▶ DESCRIPTION OF THE TASK
Print the records below exactly as they appear.

▶ PROVIDED INFORMATION
-=-=-=-=-

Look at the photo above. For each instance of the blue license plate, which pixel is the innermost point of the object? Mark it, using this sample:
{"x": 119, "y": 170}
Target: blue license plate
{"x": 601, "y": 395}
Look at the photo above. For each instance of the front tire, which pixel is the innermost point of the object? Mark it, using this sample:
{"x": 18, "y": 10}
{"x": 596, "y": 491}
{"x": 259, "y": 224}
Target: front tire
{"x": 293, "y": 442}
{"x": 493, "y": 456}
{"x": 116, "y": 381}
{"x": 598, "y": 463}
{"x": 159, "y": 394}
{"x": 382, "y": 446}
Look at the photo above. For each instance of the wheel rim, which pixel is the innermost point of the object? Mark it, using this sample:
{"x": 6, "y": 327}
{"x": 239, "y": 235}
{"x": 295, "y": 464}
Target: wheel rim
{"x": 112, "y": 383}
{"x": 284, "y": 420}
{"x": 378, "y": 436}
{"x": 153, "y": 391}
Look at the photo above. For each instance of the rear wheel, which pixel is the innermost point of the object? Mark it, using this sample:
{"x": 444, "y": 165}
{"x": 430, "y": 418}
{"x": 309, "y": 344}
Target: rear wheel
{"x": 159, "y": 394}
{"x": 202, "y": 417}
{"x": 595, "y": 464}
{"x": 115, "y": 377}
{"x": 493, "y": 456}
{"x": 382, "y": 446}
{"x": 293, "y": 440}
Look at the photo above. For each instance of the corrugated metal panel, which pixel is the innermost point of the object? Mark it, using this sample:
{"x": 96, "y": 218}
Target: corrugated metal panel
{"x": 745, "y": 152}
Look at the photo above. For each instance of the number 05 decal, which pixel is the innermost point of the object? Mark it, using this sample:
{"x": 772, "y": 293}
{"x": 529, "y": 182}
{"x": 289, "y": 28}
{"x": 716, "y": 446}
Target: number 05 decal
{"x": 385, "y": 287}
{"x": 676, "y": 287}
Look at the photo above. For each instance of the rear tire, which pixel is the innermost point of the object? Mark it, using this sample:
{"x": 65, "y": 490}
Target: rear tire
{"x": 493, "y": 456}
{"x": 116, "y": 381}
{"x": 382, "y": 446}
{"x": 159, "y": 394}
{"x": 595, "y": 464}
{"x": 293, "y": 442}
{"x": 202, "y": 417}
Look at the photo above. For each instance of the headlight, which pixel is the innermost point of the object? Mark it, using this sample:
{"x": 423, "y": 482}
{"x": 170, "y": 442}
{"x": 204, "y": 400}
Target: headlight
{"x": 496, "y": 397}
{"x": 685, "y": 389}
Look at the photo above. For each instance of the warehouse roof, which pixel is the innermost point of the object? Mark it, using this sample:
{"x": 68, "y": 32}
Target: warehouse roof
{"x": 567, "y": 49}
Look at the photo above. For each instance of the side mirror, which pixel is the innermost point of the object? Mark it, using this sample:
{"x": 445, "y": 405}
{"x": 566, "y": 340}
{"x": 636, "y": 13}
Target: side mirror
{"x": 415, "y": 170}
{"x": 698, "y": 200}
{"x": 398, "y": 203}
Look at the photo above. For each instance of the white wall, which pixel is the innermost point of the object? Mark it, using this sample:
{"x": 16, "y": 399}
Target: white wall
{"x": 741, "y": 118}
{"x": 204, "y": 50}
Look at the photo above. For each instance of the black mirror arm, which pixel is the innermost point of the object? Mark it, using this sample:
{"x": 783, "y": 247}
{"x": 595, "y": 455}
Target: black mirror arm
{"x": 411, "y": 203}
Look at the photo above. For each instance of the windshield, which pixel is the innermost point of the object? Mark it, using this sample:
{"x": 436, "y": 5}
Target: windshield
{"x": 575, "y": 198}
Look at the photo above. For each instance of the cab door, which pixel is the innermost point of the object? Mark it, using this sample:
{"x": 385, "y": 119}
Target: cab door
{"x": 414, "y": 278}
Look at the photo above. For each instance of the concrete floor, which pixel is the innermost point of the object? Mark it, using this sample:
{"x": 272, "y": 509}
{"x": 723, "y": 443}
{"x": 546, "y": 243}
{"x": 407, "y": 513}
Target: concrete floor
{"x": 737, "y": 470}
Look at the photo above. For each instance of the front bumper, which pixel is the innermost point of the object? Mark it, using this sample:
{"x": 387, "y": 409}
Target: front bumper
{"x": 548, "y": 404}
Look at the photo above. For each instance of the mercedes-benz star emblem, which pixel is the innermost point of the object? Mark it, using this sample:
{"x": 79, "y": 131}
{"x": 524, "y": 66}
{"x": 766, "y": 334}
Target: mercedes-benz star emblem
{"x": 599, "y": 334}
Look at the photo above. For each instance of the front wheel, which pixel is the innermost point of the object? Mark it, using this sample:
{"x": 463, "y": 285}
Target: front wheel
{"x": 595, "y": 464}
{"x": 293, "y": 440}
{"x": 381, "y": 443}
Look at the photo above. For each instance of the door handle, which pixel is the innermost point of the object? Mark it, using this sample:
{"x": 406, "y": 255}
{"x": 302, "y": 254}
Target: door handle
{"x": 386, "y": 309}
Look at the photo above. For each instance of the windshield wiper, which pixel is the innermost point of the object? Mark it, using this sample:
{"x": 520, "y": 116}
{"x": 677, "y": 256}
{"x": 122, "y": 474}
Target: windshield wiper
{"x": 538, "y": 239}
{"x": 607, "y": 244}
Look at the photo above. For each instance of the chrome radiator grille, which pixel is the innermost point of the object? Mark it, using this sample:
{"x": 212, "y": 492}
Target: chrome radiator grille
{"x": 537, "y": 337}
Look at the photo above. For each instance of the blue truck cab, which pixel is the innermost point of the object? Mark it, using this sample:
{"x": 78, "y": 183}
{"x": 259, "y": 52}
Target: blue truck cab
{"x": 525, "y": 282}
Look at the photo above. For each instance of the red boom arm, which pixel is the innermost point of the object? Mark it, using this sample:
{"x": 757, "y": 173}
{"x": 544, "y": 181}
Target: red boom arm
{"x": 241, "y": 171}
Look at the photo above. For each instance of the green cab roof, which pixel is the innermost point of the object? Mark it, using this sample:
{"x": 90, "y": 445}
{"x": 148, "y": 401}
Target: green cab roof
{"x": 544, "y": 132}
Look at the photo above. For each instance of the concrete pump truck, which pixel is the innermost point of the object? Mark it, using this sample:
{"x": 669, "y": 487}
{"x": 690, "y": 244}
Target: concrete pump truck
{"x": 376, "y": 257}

-=-=-=-=-

▶ RESULT
Look at the photo above. For each instance of the blue license plate, which pixel is the innermost point of the object? Mark it, using this sample:
{"x": 119, "y": 170}
Target: blue license plate
{"x": 601, "y": 395}
Look at the photo above. For each instance of the front tire, which pixel is the innermost point of the object? Mark it, using this sample:
{"x": 18, "y": 10}
{"x": 596, "y": 491}
{"x": 259, "y": 224}
Target: front tire
{"x": 293, "y": 442}
{"x": 493, "y": 456}
{"x": 116, "y": 381}
{"x": 598, "y": 463}
{"x": 159, "y": 394}
{"x": 382, "y": 446}
Look at the photo above. For each instance of the wheel rim, which pixel is the innermost point of the object? Mark it, using this sample:
{"x": 6, "y": 327}
{"x": 239, "y": 235}
{"x": 295, "y": 464}
Target: wheel rim
{"x": 112, "y": 383}
{"x": 284, "y": 420}
{"x": 378, "y": 436}
{"x": 153, "y": 391}
Look at the photo above. For each instance of the rear wheel, which pixel is the innermost point of the object? Mark it, using this sample:
{"x": 444, "y": 165}
{"x": 430, "y": 418}
{"x": 309, "y": 344}
Target: rear wheel
{"x": 159, "y": 394}
{"x": 202, "y": 417}
{"x": 595, "y": 464}
{"x": 115, "y": 377}
{"x": 493, "y": 456}
{"x": 382, "y": 446}
{"x": 293, "y": 440}
Look at the photo above. For each instance of the corrugated metal panel, which pixel is the innermost point of the object? Mark it, using this sample:
{"x": 96, "y": 218}
Target: corrugated metal panel
{"x": 745, "y": 152}
Look at the photo above. For each instance of the number 05 decal, which pixel is the innermost point of the object? Mark it, using this sample:
{"x": 772, "y": 293}
{"x": 529, "y": 182}
{"x": 289, "y": 28}
{"x": 716, "y": 446}
Target: number 05 decal
{"x": 385, "y": 287}
{"x": 676, "y": 287}
Look at the photo above. For each instance of the rear tire, which pixel is the innermost point of the object? Mark it, using this sample:
{"x": 65, "y": 490}
Target: rear tire
{"x": 493, "y": 456}
{"x": 116, "y": 381}
{"x": 382, "y": 446}
{"x": 159, "y": 394}
{"x": 595, "y": 464}
{"x": 293, "y": 442}
{"x": 202, "y": 417}
Look at the photo above. For each instance of the headlight, which pixel is the innermost point of the object? Mark it, using this sample:
{"x": 423, "y": 482}
{"x": 170, "y": 442}
{"x": 204, "y": 400}
Target: headlight
{"x": 496, "y": 397}
{"x": 685, "y": 389}
Look at the photo above. For each instance of the warehouse roof, which pixel is the innermost point of the object? Mark it, using this sample:
{"x": 68, "y": 32}
Target: warehouse roof
{"x": 567, "y": 49}
Look at the photo above. For each instance of the side mirror, which pixel is the innermost point of the object? Mark it, using this sample:
{"x": 445, "y": 405}
{"x": 566, "y": 340}
{"x": 636, "y": 13}
Target: side mirror
{"x": 415, "y": 170}
{"x": 698, "y": 200}
{"x": 398, "y": 203}
Look at the photo above. For each instance of the white wall, which pixel is the innermost point of the object? Mark it, using this sample:
{"x": 16, "y": 399}
Target: white wall
{"x": 741, "y": 118}
{"x": 204, "y": 50}
Look at the photo above. For each instance of the black mirror arm, which pixel is the innermost point of the object? Mark it, using this sample:
{"x": 783, "y": 247}
{"x": 595, "y": 455}
Target: black mirror arm
{"x": 411, "y": 203}
Look at the photo above. For each instance of the windshield, which pixel is the innermost point of the object? Mark it, using this sample:
{"x": 436, "y": 5}
Target: windshield
{"x": 575, "y": 198}
Look at the photo above. For each instance of the cab door, which pixel is the innermost point of the object? Mark it, using this sample:
{"x": 385, "y": 119}
Target: cab door
{"x": 414, "y": 278}
Look at the photo above. For each instance of the concrete floor, which pixel is the innermost point of the object? Mark it, using this sample:
{"x": 272, "y": 509}
{"x": 723, "y": 443}
{"x": 546, "y": 243}
{"x": 407, "y": 513}
Target: concrete floor
{"x": 737, "y": 470}
Look at the photo above. For each instance of the front bumper, which pixel is the innermost point of the object? Mark it, using this sample:
{"x": 387, "y": 409}
Target: front bumper
{"x": 548, "y": 404}
Look at the photo above. For each instance of the mercedes-benz star emblem, which pixel is the innermost point of the object? Mark it, using this sample:
{"x": 79, "y": 131}
{"x": 524, "y": 66}
{"x": 766, "y": 334}
Target: mercedes-benz star emblem
{"x": 599, "y": 334}
Look at the photo above. For each instance of the front wheel, which pixel is the innermost point of the object? Mark it, using this sample:
{"x": 463, "y": 285}
Target: front wheel
{"x": 595, "y": 464}
{"x": 293, "y": 440}
{"x": 381, "y": 443}
Look at the photo above. For each instance of the door handle, which pixel is the innermost point of the object? Mark it, using this sample:
{"x": 406, "y": 255}
{"x": 302, "y": 254}
Target: door handle
{"x": 386, "y": 309}
Look at the photo above. For each instance of the windshield wiper, which pixel is the innermost point of the object? Mark it, using this sample:
{"x": 520, "y": 116}
{"x": 677, "y": 256}
{"x": 122, "y": 474}
Target: windshield wiper
{"x": 538, "y": 239}
{"x": 607, "y": 244}
Look at the photo above. For each instance of the chrome radiator grille, which pixel is the innermost point of the object? Mark it, using this sample:
{"x": 212, "y": 492}
Target: chrome radiator grille
{"x": 537, "y": 337}
Look at the photo above. For each instance of the blue truck cab, which pixel is the innermost point of the object? Mark it, using this sample:
{"x": 78, "y": 183}
{"x": 259, "y": 52}
Target: blue truck cab
{"x": 525, "y": 282}
Look at the photo above. For each instance of the red boom arm, which pixel is the innermost point of the object? Mark it, using this sample:
{"x": 757, "y": 173}
{"x": 544, "y": 181}
Target: red boom arm
{"x": 241, "y": 171}
Look at the photo above. For each instance of the green cab roof, which pixel is the innermost point of the object? Mark it, using this sample:
{"x": 90, "y": 445}
{"x": 148, "y": 401}
Target: green cab roof
{"x": 544, "y": 132}
Look at the photo above. For each instance of the concrete pump truck, which pixel is the innermost point of the object? Mark it, using this sample:
{"x": 669, "y": 487}
{"x": 690, "y": 244}
Target: concrete pump truck
{"x": 376, "y": 257}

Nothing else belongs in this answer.